Transcribe the lines from the one containing "the girl's arm" to the last line, inclusive, word for word. Include no pictures.

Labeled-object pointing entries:
--- begin ---

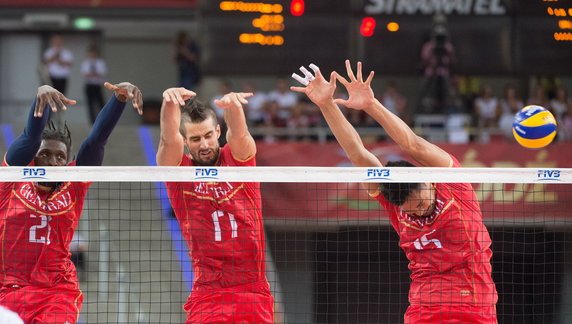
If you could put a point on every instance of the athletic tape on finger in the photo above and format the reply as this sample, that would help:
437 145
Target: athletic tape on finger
300 79
307 73
314 67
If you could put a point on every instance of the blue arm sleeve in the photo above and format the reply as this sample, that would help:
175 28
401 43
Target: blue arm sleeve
24 148
93 147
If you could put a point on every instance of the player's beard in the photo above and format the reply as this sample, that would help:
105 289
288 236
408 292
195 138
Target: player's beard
198 160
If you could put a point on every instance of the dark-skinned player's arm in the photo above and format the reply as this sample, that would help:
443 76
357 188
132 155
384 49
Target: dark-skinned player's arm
24 148
171 142
321 92
361 97
238 137
93 147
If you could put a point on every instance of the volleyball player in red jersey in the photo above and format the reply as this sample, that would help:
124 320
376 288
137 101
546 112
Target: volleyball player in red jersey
221 221
37 219
439 224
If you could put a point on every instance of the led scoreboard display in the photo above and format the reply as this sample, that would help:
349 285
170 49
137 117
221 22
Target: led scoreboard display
274 37
101 3
495 37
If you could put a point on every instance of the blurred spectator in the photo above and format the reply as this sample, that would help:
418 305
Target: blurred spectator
299 118
255 108
560 106
486 109
186 55
78 248
394 101
567 125
285 99
538 97
93 69
58 61
273 119
509 105
438 56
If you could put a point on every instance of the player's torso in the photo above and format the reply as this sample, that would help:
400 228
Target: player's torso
36 227
449 252
222 223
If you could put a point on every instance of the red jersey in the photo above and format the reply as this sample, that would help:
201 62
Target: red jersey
36 228
222 224
449 252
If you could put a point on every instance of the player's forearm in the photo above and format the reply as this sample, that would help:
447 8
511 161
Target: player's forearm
92 149
236 121
396 128
171 144
22 151
345 133
170 121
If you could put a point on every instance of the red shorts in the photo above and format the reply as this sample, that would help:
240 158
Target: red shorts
251 303
450 314
39 305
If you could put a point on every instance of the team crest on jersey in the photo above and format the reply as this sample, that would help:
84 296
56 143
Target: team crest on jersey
28 194
419 222
218 191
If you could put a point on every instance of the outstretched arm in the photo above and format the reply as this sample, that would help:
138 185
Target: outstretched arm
321 91
361 97
171 143
93 147
240 141
24 148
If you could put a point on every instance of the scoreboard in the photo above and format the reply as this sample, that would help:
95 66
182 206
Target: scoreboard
501 37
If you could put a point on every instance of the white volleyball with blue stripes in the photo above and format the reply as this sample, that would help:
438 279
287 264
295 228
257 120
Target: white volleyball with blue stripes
534 127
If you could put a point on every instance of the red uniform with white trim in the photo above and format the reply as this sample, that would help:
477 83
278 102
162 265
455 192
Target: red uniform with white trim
449 257
222 224
39 280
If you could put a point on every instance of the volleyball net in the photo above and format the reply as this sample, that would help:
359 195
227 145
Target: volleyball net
331 253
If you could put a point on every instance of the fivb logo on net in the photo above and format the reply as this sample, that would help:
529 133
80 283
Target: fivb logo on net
548 175
378 174
34 173
206 173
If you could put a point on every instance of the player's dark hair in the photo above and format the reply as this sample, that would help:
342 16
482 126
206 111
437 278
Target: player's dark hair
195 112
395 192
51 132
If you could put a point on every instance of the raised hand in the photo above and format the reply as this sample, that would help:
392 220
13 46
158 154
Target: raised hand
178 95
359 91
124 91
317 88
233 100
47 95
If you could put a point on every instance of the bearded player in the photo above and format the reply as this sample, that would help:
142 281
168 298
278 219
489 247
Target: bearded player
38 219
440 225
221 221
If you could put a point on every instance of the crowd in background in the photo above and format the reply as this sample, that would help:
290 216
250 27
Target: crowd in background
488 112
478 111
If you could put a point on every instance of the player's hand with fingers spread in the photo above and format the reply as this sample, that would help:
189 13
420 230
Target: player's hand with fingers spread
47 95
124 91
178 95
317 88
360 93
233 100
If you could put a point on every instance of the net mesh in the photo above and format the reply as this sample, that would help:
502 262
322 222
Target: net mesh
331 253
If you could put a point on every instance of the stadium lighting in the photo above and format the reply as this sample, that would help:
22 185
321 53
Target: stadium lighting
297 7
367 27
84 23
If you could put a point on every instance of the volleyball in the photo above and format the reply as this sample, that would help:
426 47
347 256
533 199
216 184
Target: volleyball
534 127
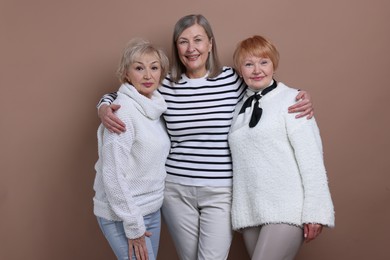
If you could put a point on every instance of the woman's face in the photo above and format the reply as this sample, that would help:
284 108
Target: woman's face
257 72
145 73
193 47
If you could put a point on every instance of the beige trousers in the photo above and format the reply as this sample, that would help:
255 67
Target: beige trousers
198 219
273 241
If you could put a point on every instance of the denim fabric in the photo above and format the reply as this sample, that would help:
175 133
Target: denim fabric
116 237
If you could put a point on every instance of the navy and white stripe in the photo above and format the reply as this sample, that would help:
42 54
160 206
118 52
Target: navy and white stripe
198 120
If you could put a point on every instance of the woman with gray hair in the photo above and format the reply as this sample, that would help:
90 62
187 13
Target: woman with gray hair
201 96
130 171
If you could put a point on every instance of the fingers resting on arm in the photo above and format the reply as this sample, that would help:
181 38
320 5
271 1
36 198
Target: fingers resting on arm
110 120
304 106
139 247
311 231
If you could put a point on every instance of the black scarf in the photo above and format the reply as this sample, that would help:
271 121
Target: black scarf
257 111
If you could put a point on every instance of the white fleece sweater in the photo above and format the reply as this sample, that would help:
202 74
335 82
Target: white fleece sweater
278 170
130 171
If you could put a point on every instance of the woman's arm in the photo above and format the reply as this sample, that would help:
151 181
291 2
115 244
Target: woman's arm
106 113
304 105
115 154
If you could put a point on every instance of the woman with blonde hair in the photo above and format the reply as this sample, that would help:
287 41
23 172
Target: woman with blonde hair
130 171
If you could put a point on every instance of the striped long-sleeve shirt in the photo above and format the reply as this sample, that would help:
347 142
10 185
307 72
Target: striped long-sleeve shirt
198 120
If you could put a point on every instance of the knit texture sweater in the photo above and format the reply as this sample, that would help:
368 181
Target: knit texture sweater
198 120
278 169
130 171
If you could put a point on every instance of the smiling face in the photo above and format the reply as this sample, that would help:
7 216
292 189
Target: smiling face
145 73
193 47
257 72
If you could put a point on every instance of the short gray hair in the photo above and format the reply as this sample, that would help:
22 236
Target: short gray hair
213 64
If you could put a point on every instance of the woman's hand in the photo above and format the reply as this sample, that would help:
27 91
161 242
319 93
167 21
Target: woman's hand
139 246
110 120
304 106
311 231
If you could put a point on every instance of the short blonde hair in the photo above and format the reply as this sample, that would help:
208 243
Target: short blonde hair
257 46
133 50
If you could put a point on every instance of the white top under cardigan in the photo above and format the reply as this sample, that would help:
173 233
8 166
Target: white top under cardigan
278 170
130 171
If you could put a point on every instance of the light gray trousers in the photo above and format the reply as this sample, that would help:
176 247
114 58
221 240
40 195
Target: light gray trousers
198 219
273 241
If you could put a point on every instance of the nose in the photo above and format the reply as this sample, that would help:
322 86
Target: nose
147 74
256 69
190 47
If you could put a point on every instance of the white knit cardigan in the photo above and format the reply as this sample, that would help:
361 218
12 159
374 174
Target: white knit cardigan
130 171
278 170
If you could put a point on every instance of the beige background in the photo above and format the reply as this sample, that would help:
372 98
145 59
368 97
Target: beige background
58 57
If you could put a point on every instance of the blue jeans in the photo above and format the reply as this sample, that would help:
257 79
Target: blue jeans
116 237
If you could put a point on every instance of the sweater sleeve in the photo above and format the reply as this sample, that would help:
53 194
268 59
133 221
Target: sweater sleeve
107 99
305 139
115 155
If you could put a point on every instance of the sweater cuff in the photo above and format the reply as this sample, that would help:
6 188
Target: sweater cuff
135 229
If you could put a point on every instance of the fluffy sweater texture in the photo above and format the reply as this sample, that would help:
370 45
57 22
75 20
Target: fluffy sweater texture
278 169
130 171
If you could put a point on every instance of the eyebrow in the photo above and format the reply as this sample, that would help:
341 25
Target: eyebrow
198 35
153 62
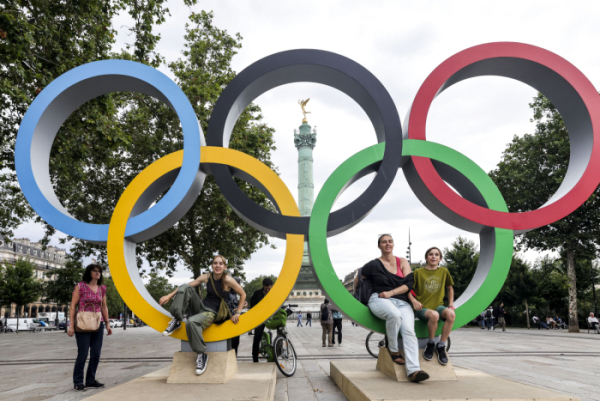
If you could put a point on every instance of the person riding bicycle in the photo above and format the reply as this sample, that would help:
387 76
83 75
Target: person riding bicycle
391 279
258 330
431 283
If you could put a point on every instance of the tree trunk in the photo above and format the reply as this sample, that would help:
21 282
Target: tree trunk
527 314
573 319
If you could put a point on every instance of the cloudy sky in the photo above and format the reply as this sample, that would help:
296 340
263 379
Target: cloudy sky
400 42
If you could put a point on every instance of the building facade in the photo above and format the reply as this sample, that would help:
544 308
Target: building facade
44 260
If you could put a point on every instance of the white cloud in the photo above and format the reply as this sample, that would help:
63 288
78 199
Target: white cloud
400 42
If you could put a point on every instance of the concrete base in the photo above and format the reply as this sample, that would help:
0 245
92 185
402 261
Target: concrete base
252 382
221 367
360 381
398 372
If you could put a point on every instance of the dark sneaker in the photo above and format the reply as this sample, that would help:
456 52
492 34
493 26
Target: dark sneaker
441 351
174 324
201 363
428 353
418 376
95 384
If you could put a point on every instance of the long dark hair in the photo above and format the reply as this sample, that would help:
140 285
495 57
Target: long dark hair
87 276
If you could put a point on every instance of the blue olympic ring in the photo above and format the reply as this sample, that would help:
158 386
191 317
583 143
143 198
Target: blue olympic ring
63 96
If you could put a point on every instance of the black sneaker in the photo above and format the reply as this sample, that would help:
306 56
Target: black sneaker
428 353
442 357
201 363
95 384
174 324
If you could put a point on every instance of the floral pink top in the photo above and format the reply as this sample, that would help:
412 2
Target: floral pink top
90 301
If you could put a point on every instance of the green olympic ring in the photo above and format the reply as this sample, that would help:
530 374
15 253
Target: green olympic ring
341 179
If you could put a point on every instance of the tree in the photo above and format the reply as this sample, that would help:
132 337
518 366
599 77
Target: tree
461 261
159 286
153 130
531 170
256 284
19 286
519 287
40 40
62 281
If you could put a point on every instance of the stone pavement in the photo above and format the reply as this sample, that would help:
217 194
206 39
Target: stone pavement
39 366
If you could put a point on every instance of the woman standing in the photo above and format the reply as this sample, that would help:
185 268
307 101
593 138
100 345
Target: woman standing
90 296
202 313
392 279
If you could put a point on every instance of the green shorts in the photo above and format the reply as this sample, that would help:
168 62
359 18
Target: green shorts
420 314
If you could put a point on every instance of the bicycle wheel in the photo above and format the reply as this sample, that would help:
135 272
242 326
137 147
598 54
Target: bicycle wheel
375 341
285 356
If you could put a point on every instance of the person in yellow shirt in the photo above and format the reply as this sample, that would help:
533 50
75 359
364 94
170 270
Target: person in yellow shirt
431 284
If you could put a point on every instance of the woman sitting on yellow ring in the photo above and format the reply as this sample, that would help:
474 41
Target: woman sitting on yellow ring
202 313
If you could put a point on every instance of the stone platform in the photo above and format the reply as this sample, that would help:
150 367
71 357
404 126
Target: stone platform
359 380
253 381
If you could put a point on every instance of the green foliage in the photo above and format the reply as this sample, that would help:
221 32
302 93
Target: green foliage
114 302
18 285
256 284
461 261
531 170
159 286
40 40
109 140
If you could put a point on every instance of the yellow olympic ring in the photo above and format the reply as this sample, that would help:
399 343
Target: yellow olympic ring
118 247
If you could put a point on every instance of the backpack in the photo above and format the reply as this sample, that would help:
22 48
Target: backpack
325 313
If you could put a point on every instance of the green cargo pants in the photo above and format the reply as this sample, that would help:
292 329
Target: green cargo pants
187 302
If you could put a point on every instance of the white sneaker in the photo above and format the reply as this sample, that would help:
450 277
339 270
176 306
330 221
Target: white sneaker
201 363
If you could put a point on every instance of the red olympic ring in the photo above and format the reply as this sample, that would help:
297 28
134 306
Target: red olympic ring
541 70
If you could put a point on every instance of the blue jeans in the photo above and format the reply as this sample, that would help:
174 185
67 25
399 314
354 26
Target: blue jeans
399 318
92 343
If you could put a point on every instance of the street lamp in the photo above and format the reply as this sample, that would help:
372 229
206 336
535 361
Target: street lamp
408 250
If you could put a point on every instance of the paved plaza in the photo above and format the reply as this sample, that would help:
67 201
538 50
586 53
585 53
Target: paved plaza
39 366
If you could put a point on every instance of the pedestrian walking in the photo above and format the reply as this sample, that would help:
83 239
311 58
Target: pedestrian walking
205 312
327 323
500 312
89 300
337 326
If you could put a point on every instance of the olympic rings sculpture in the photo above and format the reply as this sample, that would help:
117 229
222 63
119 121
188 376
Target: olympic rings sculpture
476 206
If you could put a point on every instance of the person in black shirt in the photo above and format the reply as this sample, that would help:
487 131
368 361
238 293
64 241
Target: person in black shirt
500 312
256 298
391 279
202 313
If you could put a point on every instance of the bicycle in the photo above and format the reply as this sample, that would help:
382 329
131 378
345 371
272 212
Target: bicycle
374 341
281 351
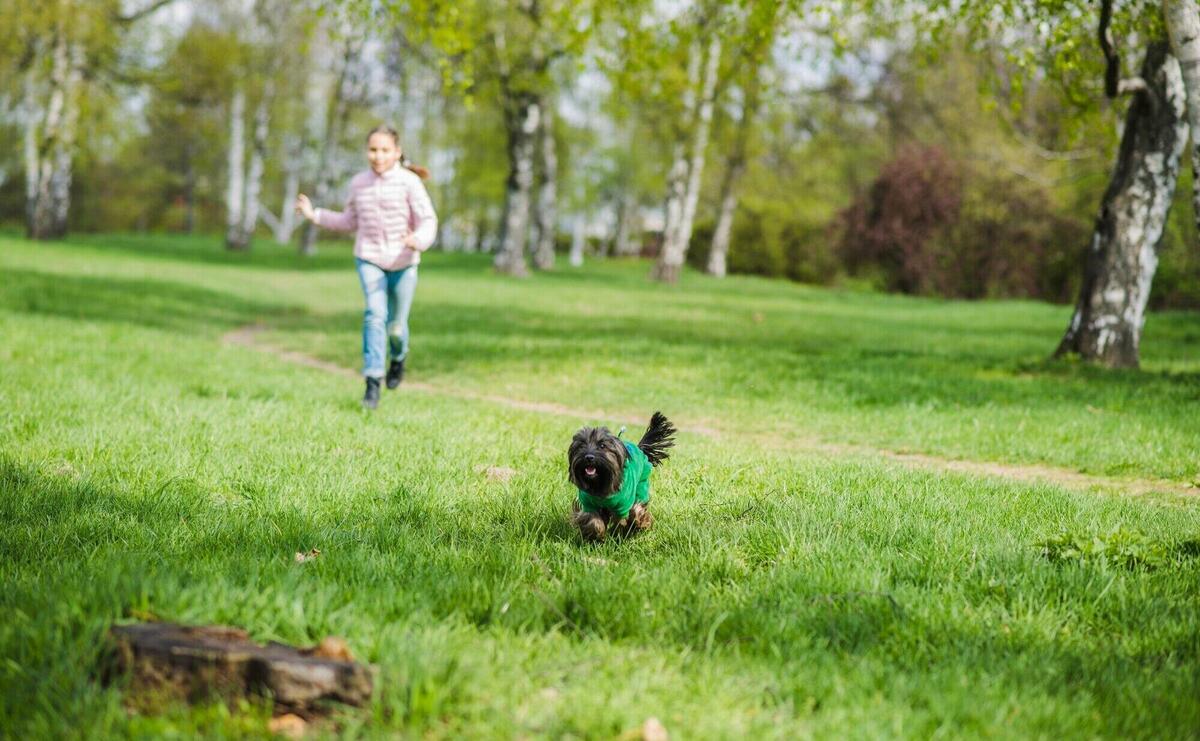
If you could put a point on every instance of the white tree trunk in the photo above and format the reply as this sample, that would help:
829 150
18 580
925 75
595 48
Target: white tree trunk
577 242
677 176
735 167
235 184
286 224
1183 28
627 226
522 116
547 198
336 113
53 145
720 248
255 172
1108 319
31 116
675 244
700 148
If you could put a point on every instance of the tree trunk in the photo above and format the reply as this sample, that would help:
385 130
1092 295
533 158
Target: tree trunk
30 119
577 242
48 157
250 210
235 182
1183 28
189 187
522 115
677 176
735 168
336 113
627 224
675 245
720 247
700 148
546 216
287 222
1122 258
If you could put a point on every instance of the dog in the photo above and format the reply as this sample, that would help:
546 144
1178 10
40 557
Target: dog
613 477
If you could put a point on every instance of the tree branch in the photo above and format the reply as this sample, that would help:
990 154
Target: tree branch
1111 59
142 13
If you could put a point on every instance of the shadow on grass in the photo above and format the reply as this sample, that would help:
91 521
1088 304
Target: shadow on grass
151 303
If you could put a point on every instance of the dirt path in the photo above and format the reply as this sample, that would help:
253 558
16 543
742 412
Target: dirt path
251 337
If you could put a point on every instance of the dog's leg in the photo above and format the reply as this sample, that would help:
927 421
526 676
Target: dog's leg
592 526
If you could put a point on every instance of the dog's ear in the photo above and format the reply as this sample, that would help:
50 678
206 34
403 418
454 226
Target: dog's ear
579 441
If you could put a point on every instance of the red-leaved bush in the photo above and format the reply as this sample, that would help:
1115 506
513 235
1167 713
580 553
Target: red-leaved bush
929 226
889 226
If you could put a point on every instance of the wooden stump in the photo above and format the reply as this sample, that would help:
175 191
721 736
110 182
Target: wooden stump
191 662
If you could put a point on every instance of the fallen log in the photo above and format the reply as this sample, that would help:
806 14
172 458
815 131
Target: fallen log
192 662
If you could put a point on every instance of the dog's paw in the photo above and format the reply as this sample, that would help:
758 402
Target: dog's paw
640 518
592 526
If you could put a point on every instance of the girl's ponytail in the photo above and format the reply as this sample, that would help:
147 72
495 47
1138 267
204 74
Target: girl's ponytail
421 172
383 128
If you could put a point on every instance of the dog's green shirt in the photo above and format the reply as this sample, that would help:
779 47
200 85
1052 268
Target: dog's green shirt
635 486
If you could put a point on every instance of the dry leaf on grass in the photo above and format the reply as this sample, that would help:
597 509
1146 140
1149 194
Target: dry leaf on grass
291 726
654 730
497 473
307 556
331 646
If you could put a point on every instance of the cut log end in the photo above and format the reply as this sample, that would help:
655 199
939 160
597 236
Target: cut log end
168 661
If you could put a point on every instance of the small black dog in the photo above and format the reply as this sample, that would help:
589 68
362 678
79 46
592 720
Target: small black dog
613 477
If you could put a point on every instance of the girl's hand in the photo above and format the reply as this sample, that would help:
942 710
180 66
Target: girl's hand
304 208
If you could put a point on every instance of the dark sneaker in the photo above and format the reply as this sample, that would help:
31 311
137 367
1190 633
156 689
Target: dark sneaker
395 373
371 398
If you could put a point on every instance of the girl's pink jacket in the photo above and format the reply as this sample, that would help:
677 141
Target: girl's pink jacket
383 210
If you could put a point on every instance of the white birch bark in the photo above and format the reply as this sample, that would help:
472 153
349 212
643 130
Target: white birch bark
627 218
31 118
675 244
336 112
41 224
699 150
736 166
522 119
577 242
1122 258
547 197
255 170
1183 28
235 182
721 234
677 176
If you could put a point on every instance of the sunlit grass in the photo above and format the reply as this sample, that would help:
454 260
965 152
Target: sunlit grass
148 469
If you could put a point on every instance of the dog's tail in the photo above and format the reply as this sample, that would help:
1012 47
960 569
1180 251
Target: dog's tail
659 439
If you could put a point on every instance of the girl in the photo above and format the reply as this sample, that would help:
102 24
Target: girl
391 212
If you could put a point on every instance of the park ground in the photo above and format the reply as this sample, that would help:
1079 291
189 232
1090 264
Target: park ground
886 516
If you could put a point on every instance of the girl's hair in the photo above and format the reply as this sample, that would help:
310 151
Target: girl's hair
383 128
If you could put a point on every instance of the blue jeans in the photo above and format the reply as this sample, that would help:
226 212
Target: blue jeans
389 295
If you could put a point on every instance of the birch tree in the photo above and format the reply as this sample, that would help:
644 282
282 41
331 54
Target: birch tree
1107 323
58 40
511 44
337 109
546 215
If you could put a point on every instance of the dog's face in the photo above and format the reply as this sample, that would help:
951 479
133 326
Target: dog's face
597 461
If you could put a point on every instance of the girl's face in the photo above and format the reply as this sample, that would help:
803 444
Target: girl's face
382 152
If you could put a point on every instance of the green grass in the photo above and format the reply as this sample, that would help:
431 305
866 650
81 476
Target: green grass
149 469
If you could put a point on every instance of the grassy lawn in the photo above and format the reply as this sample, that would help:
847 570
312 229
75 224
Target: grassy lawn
150 469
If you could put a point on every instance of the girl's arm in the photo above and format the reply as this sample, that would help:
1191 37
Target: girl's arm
337 221
421 209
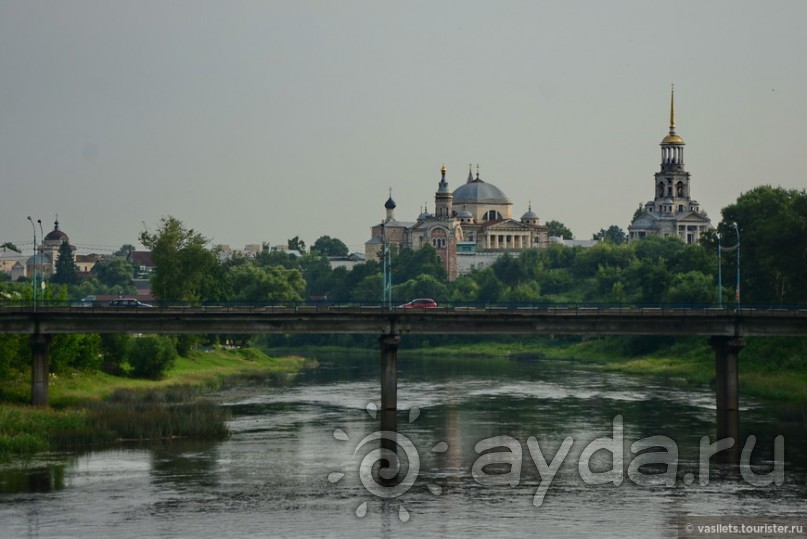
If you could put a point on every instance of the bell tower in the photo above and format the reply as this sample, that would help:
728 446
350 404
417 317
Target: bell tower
443 198
672 180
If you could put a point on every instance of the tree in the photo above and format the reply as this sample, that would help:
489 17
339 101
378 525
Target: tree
183 267
114 271
66 269
150 356
558 229
125 251
613 234
296 244
251 282
408 264
772 223
328 246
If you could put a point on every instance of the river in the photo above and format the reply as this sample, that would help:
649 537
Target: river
292 467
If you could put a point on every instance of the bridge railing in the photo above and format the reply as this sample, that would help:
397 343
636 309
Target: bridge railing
450 307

--- end ---

SOLUTION TO THIS EXERCISE
If you could put a point on every instance of the girl's arm in the photo above and format the reply as this sample, that would help:
1191 37
Target: girl's arm
337 221
421 209
If you could put a point on every instance of the bell tower in the photo above and format the reply as this sample, that would help:
728 446
350 404
417 317
Target: bell tower
443 198
672 180
If you could put a point on every instance of the tree in the photo above and format the reply as this sample, that would help:
489 17
339 101
378 525
Target: tree
183 267
114 271
66 269
150 356
558 229
125 251
613 234
296 244
251 282
408 264
772 223
328 246
If you could put a point on every instance of the river in the photo above and format the reply as this sample, that would help:
649 537
Target: river
292 467
If you could put a point on every instance of the bridge railing in the photo above and format the reply as this sample, that would help:
397 343
636 309
Target: bridge railing
450 307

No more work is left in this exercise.